BRYN KELLY: Ha! I saw that too.
TK: As someone not living with HIV, yet deeply invested and specifically interested in cultural production around HIV I was shocked. On one level I liked the way Diamond Dan (his stripper name as revealed in a previous season) was identifying (to a point) with AIDS, attached to his identity as a New Yorker, but I did question if the joke was earned or needed? How did the people working on the show—possibly living with HIV—feel about that joke, and how did viewers at home living with HIV feel about that joke? Not to put this all on you, but I am wondering how you as a cultural producer, pop culture observer and woman living with HIV felt about the joke?
BK: I dunno. I relate to your ambivalence. Part of me hates to veer into a kind of line-item, algebraic, let’s-dissect-the-joke kind of media criticism, though. That feels like it would take this conversation in a very blogwardly direction.
TK: Fair. I guess I am asking also because, “Mindy” joins a whole host of other other media for the screen, created over the last few years which have been bringing HIV/AIDS back into mainstream conversation. Last year on “Veep” the welfare of a little girl with HIV is used to build comic tension over a few episodes; on an “Inside Amy Schumer” sketch from a previous season we see Amy struggling to keep her cool after a date tells her he is “living with AIDS”, only for her to end up being shamed when it comes out she is a foodie; over the last few years the website “Humans of New York” often features people whose family members have died of HIV/AIDS; and—appearing almost as a sub-genre of current AIDS references—both the 2014 film “Maps to the Stars” and last season’s “House of Cards” featured moments where there was intentional obfuscation of someone’s HIV status, one played for laughs.
BK: I have seen most of those – and of course last week’s PrEP horniness on “How To Get Away With Murder.” Another instance I noticed was in Chelsea Handler’s “Uganda Be Kidding Me” on Netflix. In it she is recounting this conversation she had with her sister where she is proposing going to Africa for a vacation. She’s like, don’t you think it would be fun to hook up with some safari guy? And her sister says, “Seriously? You’re going to the AIDS capital of the world to hook up?” Chelsea says, “Whatever, AIDS is not gonna – bring a condom! I’m not gonna let that stop me! I’m not a quitter!” Which, like a lot of late-night comedy stuff, is low-to-medium LOL, but it caught me off guard, and at very least elicited a laugh of surprise.
TK: Yeah, none of the “AIDS Jokes” land for me, not to say there is no room for humor in the topic. “Merce” is a funny web series that tackles the topic of living with HIV with a lot of jokes! Plus there is the “classic joke” everyone thinks their friend made up:
Q: What do you do when life gives you AIDS?
A: Make LemonAIDS!

Extracted data ▸

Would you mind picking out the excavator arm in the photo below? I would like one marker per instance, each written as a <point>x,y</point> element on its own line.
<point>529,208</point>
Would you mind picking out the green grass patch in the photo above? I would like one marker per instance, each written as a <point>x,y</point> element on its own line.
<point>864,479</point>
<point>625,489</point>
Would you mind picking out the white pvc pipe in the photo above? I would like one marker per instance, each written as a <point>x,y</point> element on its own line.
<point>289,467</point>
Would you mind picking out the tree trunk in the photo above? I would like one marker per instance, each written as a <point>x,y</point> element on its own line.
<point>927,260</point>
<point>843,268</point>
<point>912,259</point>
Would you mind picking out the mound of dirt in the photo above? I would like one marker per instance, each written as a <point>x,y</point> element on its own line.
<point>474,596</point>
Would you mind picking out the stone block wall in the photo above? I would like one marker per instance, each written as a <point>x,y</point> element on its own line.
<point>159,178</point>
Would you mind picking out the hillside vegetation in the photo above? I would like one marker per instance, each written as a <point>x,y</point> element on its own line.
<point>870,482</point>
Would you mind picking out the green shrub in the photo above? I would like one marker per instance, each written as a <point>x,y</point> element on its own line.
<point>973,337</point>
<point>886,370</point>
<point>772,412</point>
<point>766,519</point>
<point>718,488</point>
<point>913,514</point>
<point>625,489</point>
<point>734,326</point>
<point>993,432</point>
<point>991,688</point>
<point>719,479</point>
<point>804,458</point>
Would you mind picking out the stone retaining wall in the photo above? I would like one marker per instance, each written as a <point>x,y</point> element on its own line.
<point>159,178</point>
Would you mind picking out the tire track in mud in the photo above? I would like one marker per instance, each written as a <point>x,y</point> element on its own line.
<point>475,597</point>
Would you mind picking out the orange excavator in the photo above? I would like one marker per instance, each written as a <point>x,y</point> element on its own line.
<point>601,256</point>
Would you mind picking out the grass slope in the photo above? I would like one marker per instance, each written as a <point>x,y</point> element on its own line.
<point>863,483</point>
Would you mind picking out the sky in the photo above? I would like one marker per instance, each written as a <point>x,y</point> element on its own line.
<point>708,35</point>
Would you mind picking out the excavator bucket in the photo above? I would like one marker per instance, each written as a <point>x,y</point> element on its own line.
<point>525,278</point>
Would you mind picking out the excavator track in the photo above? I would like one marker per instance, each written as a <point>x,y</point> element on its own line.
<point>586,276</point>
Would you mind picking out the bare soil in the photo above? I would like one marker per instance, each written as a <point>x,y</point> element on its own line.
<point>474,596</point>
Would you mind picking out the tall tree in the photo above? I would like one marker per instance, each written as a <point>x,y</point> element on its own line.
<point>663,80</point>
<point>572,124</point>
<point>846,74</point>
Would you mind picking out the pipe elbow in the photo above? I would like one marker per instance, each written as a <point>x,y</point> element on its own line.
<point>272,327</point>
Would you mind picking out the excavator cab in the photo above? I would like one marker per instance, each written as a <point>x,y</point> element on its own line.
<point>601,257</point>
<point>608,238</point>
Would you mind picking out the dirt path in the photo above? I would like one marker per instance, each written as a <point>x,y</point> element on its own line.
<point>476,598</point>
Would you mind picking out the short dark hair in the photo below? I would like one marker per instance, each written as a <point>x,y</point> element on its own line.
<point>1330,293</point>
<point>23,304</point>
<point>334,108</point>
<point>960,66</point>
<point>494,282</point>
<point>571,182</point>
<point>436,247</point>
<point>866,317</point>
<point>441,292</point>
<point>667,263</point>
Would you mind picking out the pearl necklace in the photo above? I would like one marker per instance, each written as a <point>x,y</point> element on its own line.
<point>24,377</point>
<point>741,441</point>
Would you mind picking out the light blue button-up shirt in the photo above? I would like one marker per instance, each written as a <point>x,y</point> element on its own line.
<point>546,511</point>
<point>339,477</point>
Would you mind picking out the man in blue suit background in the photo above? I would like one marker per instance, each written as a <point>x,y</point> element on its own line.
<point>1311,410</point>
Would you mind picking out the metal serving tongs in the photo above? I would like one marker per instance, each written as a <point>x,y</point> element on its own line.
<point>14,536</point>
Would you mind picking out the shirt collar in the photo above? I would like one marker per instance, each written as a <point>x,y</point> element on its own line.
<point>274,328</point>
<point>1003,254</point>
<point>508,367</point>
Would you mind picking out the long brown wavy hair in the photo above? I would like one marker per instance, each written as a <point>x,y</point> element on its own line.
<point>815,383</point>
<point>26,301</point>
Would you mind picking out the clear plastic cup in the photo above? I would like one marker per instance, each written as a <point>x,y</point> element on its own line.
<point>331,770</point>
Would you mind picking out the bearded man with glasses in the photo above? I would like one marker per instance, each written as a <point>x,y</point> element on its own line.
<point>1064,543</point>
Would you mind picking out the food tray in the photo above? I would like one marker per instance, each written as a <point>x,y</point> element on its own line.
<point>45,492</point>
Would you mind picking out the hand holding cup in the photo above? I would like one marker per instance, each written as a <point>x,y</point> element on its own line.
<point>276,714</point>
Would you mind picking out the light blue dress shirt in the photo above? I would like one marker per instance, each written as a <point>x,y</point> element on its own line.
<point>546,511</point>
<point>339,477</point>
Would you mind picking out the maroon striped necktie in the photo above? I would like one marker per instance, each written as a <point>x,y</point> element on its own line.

Tasks to perform ▸
1 - Why does BK hesitate to analyze the joke in detail, according to the conversation about HIV jokes? Answer in one to three sentences.
2 - Answer these questions from the conversation about HIV jokes:
(a) What kind of name is "Diamond Dan," and where was it revealed?
(b) In the "Inside Amy Schumer" sketch, what comes out that leads to Amy being shamed?
(c) What is the name of the web series that TK calls funny for tackling life with HIV through jokes?
3 - In the conversation about HIV jokes, which titles does TK list in the turn that begins "Fair. I guess I am asking also because"? Leave out "Mindy" and give every other title.

Response list ▸
1 - BK says she hates to veer into a line-item, algebraic, let's-dissect-the-joke kind of media criticism. She feels it would take the conversation in a very blogwardly direction.

2 -
(a) It is his stripper name, revealed in a previous season.
(b) It comes out that she is a foodie.
(c) "Merce."

3 -
- "Veep"
- "Inside Amy Schumer"
- "Humans of New York"
- "Maps to the Stars"
- "House of Cards"